BEGIN DATA FOR PROCESSING
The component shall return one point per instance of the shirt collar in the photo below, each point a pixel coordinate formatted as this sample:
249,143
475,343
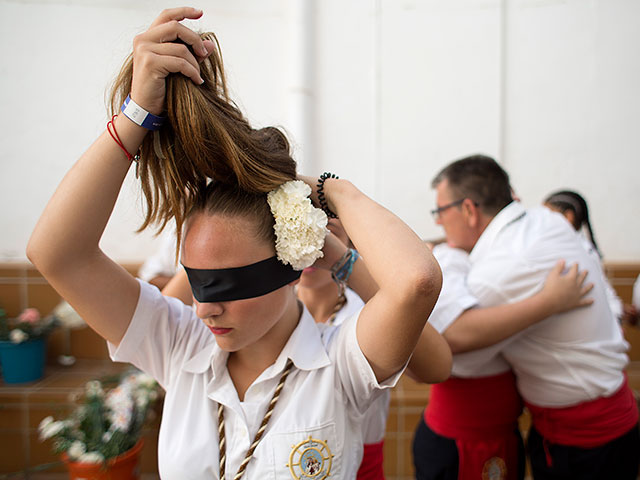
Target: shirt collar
505,217
304,347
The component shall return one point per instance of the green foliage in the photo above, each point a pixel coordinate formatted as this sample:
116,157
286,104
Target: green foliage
104,424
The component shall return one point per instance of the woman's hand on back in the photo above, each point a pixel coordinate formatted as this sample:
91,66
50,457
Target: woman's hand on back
156,54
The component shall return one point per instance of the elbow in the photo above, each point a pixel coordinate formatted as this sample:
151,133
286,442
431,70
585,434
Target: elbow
444,372
426,286
33,252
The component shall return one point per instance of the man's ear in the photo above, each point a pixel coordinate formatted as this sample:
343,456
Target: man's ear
571,216
471,212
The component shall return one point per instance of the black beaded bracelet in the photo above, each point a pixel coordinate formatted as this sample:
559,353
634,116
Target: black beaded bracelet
321,200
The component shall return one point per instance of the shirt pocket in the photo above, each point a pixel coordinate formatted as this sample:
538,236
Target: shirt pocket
310,453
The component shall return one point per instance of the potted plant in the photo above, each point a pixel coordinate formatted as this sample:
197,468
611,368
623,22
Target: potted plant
100,439
23,345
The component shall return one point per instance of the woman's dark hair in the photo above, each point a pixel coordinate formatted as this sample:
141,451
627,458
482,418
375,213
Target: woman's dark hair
480,179
565,200
205,139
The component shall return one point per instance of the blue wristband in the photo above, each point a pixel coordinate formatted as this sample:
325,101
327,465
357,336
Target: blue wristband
140,116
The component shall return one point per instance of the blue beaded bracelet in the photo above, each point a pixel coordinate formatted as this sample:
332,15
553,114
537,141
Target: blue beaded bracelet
140,116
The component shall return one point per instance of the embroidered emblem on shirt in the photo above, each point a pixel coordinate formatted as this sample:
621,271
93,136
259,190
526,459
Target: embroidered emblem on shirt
494,469
310,459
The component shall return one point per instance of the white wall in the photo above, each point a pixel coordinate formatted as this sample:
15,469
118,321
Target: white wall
396,90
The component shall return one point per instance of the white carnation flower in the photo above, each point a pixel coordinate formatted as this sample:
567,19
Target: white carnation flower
300,227
91,457
76,450
120,403
17,336
44,424
50,429
94,389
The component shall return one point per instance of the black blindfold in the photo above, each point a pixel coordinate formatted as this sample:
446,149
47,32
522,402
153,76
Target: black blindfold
226,284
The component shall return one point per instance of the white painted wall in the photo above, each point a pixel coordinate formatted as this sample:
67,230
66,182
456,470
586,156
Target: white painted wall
393,92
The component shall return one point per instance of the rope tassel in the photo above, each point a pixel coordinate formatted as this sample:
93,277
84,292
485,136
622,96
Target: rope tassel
263,426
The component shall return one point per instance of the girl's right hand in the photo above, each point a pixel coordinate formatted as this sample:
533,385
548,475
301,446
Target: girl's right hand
156,55
564,292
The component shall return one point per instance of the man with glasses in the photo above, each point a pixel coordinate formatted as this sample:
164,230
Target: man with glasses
569,368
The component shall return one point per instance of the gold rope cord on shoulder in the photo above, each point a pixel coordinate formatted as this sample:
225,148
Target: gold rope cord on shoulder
267,416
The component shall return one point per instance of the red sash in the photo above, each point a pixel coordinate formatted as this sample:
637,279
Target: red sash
481,415
588,424
371,466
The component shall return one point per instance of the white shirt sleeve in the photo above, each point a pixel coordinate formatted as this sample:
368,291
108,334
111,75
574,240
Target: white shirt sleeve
163,334
455,296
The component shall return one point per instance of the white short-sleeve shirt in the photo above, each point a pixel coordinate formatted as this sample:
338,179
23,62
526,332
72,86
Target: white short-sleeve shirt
321,406
374,424
454,299
570,357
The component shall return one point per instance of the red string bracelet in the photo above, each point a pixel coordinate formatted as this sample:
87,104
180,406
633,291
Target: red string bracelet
111,128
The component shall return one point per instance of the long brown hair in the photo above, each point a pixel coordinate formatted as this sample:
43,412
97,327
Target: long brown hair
205,138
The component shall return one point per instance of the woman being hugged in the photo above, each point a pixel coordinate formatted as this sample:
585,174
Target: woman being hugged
253,387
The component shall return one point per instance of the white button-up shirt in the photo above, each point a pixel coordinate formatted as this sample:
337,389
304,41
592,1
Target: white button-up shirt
374,424
319,412
454,299
570,357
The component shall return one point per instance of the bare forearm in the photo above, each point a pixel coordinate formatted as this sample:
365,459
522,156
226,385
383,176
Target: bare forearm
178,287
75,217
367,224
431,361
482,327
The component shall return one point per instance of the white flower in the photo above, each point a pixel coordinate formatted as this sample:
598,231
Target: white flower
17,336
50,428
120,403
94,389
76,450
300,227
45,423
91,457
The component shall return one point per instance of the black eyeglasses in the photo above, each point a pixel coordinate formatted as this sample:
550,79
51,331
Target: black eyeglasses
436,212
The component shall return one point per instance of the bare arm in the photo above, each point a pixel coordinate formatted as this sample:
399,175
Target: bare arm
431,361
178,287
408,277
481,327
64,243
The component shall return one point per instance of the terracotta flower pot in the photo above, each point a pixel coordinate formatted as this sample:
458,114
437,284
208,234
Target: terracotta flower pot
122,467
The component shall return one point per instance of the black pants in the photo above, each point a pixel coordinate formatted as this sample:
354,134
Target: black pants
436,457
616,460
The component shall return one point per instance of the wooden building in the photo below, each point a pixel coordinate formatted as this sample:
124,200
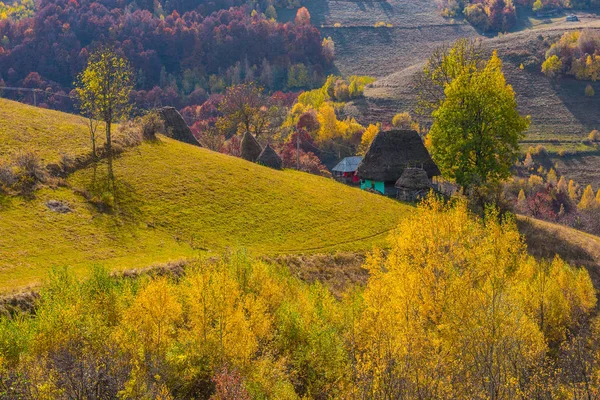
END DATA FOR PROCESSING
» CHALLENGE: Copy out all of the data above word for word, leaving out the pictures.

» RESPONSE TO THIS EXERCISE:
The component shall return one point per instance of the shirt collar in the photo below, each point a pixel coordinate formatted as this sample:
249,143
475,343
Target: shirt collar
505,217
304,347
The component shall return one point per instance of the green foliage in the photo above, each point a pixel coordinate formatted as this sample:
116,157
286,104
Target: green foliage
104,424
The component shall return one point per instance of the woman's hand on back in the photo above, each point a pixel coordinate formatted as this sample:
91,66
50,457
Target: woman's hand on back
156,54
The component shall return one point per instance of the elbow in the photo above, each point a pixel coordinate formatted as this sample:
151,133
286,442
431,70
585,434
Target: elbow
444,372
426,286
33,252
The component shall return one point per instance of the man's ear in the photo above, each point a pixel coordinate formatted as this sample:
343,456
Target: man's ear
571,216
471,212
The component shall return one point per instance of the black beaded bracelet in the photo above, each point a pixel coordinate formatted as this sample:
559,353
634,116
Target: black beaded bracelet
321,200
The component shall return one point per instance of the shirt pocket in the photo above, each point a pixel coordinate formatted as this sample:
538,236
Target: shirt pocket
310,453
The component shall return one point per instance of the potted plant in the photo above, each point a pixel coordinate formatted as this sample:
197,468
611,368
623,22
Target: potted plant
100,439
23,345
The component shall return one point per instance of the woman's dark hair in the photo above, each point a pixel coordinate formatted as this sample:
141,451
627,458
482,418
375,213
Target: woman's dark hair
480,179
565,200
205,139
The component shall return one point per instance of the blue wristband in the photo above, each point a pixel coordinate formatted as this sample:
325,101
327,465
357,336
Target: blue wristband
140,116
The component shall return one point per instance of the blue beaded bracelet in the photo above, each point a pixel coordinate formatted as this sample:
332,15
553,114
537,141
Target: blue beaded bracelet
140,116
The component shall return one point per instance of the embroidered emblem on shirt in the photo above, each point a pixel coordinate formatted as this sample:
621,271
93,136
259,190
526,459
Target: embroidered emblem on shirt
494,469
310,459
The component shall return one point per instance of the white wall in the photo above, each point a pixel coordinate formatted as this sample:
15,469
118,321
Target: white wall
396,90
The component shall return one point per instance of the white carnation flower in the photo above, each point a pixel coordinate formatted as this sample:
567,19
Target: white carnation flower
300,227
91,457
76,450
120,403
17,336
44,424
50,429
94,389
The component shall return one point per instance of the black blindfold in the photo above, each point a pixel coordinate formatted as this sample:
446,149
47,32
522,402
153,76
Target: black blindfold
226,284
The component shall return one point per instance of the white painted wall in the photo above, each point a pixel coordinate formatted as this sample:
67,230
66,182
456,470
586,156
Target: white painted wall
393,92
The component shall return one point per instance of the rope tassel in the photo above, each point a pixel coordinate formatted as this sample:
93,277
84,292
485,136
622,96
Target: rope tassel
263,426
The component shall return one point per instance of the girl's right hand in the photo above, each point a pixel coordinate formatted as this sample:
533,385
548,475
301,446
Target: girl's right hand
156,55
564,292
The component shall return one point per instance of the man with glasses in the photo above, each point a pixel coordinate formatted as this sample:
164,230
Target: man with glasses
569,368
The component shall return one point per instance of the gold rope cord on shoulder in the photo above, each point a pixel coordinate formatted as this sample:
225,148
Target: gold rope cord on shoulder
267,416
The component shall return one point per instance of the red sash in the photo above, each point a pixel coordinate formatted as this sample:
637,279
Target: red sash
481,415
588,424
371,466
The component shall return one point per instance of the white shirt sleeve in the photo above, each point a pixel coordinate formatted as this sample:
368,291
108,334
111,75
574,240
Target: white shirt sleeve
163,334
455,296
The component shall return one point per instance of the white short-sleeve shirt in the photo above, each point a pixel coordinate formatted as this sample:
338,179
23,62
526,332
72,86
Target: white short-sleeve shirt
321,406
374,424
454,299
570,357
The component shall return one point per instance of the red string bracelet in the photo above, each point a pixel coordinate formatted as this sample:
87,104
180,406
633,291
Target: red string bracelet
111,128
The component shall return one point per instance of the long brown hair in the photo above, each point a pixel coordinate formatted as this sample:
43,412
97,327
Target: long brown hair
205,138
The component shall return one point per instance of the woman being hugged in the photo above, each point a pixel coordinate formatted as this sample:
585,174
Target: woman being hugged
253,387
The component shall return one point per instance of the white button-up shirt in the photo above, each point a pixel coordinate formatted as this sample:
337,389
304,41
592,1
Target: white button-up shirt
374,424
319,412
454,299
570,357
The component shall return one point per instance of the bare forearm in the photo above, each point a pixel coordinate formatted as this sample:
365,459
522,156
226,385
383,176
Target: bare forearm
178,287
75,217
367,224
431,361
482,327
The component shall return one point per instance of the white flower in the photo above, each point a pixel coordinate formatted as this sample:
598,231
Target: white flower
17,336
50,428
120,403
94,389
76,450
300,227
45,423
91,457
The component shall return one point per instance of the black eyeglasses in the photo above, each point a pixel coordinate formatted as this sample:
550,79
51,331
Target: black eyeglasses
436,212
The component shall return one point per instance of the bare arm in the photo above, each point a pixel coordinate formatted as this sample:
399,175
Target: bare arm
431,361
178,287
408,277
481,327
64,243
The component shall return one point per instance of the terracotta flower pot in the photo above, each point a pixel coordinate formatted as this sample:
458,114
437,284
208,234
Target: terracotta flower pot
122,467
The component shall return one point per instance of the black pants in the photo above, each point a pixel coordinate formatted as this sample:
354,134
Target: black pants
436,457
616,460
The component shall return one point per instance of the wooden building in the photo below, each point a pixel coordinate formatted as this sample:
124,200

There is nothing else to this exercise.